= Brief =
Present each nonblank line of the material below as a Markdown table with the columns Row and Line, numbering the rows in order.

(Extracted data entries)
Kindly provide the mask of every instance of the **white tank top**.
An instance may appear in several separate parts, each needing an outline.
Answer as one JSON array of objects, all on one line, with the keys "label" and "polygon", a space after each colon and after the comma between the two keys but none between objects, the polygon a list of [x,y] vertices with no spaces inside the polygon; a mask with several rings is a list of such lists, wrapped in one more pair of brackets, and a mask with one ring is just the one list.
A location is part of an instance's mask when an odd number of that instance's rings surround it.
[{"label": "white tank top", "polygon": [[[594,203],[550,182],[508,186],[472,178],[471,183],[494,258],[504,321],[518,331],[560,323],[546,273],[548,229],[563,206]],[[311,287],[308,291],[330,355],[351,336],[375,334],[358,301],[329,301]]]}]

= Full answer =
| Row | Line |
|---|---|
| 1 | Kindly provide the mask of every instance of the **white tank top**. |
| 2 | An instance may appear in several separate parts, each needing an outline. |
| 3 | Answer as one JSON array of objects, all on one line, with the keys "label" and "polygon", a space after each colon and after the comma between the two keys but none between objects, the polygon a list of [x,y] vertices with no spaces inside the polygon; a mask with several rings is a list of such lists, wrapped in one more pair of brackets, and a mask with one ring is just the one list. |
| 4 | A location is part of an instance's mask when an odd number of that instance's rings surround it. |
| 5 | [{"label": "white tank top", "polygon": [[[594,203],[550,182],[508,186],[472,178],[471,183],[494,258],[504,321],[518,331],[560,323],[546,273],[548,229],[563,206]],[[311,287],[308,291],[330,355],[351,336],[375,334],[358,301],[329,301]]]}] |